• DATA SUPPLIED:
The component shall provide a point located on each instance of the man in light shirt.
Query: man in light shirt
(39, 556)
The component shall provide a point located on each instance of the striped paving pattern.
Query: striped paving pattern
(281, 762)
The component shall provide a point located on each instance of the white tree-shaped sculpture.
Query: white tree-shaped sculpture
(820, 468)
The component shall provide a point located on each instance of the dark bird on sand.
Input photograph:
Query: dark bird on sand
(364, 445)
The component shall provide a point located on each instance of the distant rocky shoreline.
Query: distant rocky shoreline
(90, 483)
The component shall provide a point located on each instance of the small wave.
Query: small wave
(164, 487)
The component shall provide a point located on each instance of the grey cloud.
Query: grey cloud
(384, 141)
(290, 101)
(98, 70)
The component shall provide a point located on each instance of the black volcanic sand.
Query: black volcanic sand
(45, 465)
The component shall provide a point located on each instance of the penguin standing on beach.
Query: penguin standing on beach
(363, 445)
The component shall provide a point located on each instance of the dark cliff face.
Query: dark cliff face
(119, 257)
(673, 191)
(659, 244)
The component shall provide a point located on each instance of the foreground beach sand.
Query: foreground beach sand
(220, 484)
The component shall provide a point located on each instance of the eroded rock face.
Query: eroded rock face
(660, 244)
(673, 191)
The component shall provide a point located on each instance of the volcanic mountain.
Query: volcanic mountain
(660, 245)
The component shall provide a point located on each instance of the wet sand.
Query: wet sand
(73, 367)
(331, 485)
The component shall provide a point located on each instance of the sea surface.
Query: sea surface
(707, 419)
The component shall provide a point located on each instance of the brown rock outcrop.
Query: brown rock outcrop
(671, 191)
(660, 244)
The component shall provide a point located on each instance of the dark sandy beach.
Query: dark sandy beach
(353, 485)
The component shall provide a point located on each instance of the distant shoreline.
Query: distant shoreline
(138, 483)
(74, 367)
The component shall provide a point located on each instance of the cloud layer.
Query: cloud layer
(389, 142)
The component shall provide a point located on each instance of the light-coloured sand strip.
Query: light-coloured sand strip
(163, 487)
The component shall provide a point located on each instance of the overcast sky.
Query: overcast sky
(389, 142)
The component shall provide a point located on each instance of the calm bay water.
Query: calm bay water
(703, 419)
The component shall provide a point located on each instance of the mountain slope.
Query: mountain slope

• PROBLEM TO WORK ON: Retype the records that precede this task, keeping them exactly the same.

• EXERCISE RESULT:
The component shall provide a point located on each instance of the man in light shirt.
Query: man in light shirt
(39, 556)
The component shall provide a point located on each instance of the striped paving pattern.
Query: striped paving pattern
(281, 762)
The component shall provide a point located on each instance of the white tree-shaped sculpture.
Query: white tree-shaped sculpture
(820, 468)
The component shall provide a point located on each instance of the dark bird on sand.
Input photograph:
Query: dark bird on sand
(364, 445)
The component shall provide a point located on each instance of the distant rocky shoreline.
Query: distant rocky shoreline
(90, 483)
The component shall provide a point located on each instance of the small wave.
Query: small wave
(164, 487)
The component shall provide a point located on each instance of the grey cloud.
Query: grey cloud
(384, 141)
(290, 101)
(98, 70)
The component shall provide a point located on each instance of the black volcanic sand.
Query: black volcanic sand
(45, 465)
The component shall provide a point located on each instance of the penguin standing on beach.
Query: penguin standing on beach
(363, 445)
The component shall provide a point located on each instance of the dark cliff face.
Query: dark cliff face
(119, 257)
(673, 191)
(659, 244)
The component shall provide a point located on each instance of the foreground beach sand.
Query: foreground beach sand
(220, 484)
The component shall provide a point located on each instance of the eroded rock face.
Query: eroded rock face
(660, 244)
(673, 191)
The component shall provide a point located on each instance of the volcanic mountain.
Query: volcanic mountain
(660, 245)
The component shall provide a point located on each instance of the wet sand.
Query: wet sand
(73, 367)
(331, 485)
The component shall provide a point located on each instance of the sea surface.
Query: sea surface
(707, 419)
The component shall provide a point located on each instance of the brown rock outcrop.
Query: brown rock outcrop
(671, 191)
(660, 244)
The component shall provide a point located on each instance of the dark sandy beach.
Query: dark sandy beach
(353, 485)
The component shall provide a point located on each instance of the distant shoreline.
Query: distant shoreline
(138, 483)
(74, 367)
The component shall provide a point located on each instance of the cloud layer.
Query: cloud layer
(389, 142)
The component shall provide a point located on each instance of the light-coloured sand strip.
Query: light-coloured sand strip
(163, 487)
The component shall provide a point located on each instance of the overcast sky.
Query: overcast sky
(389, 142)
The component shall provide a point located on each instance of the calm bay water.
Query: calm bay water
(703, 419)
The component shall provide a point located on each instance of the mountain slope.
Query: mountain slope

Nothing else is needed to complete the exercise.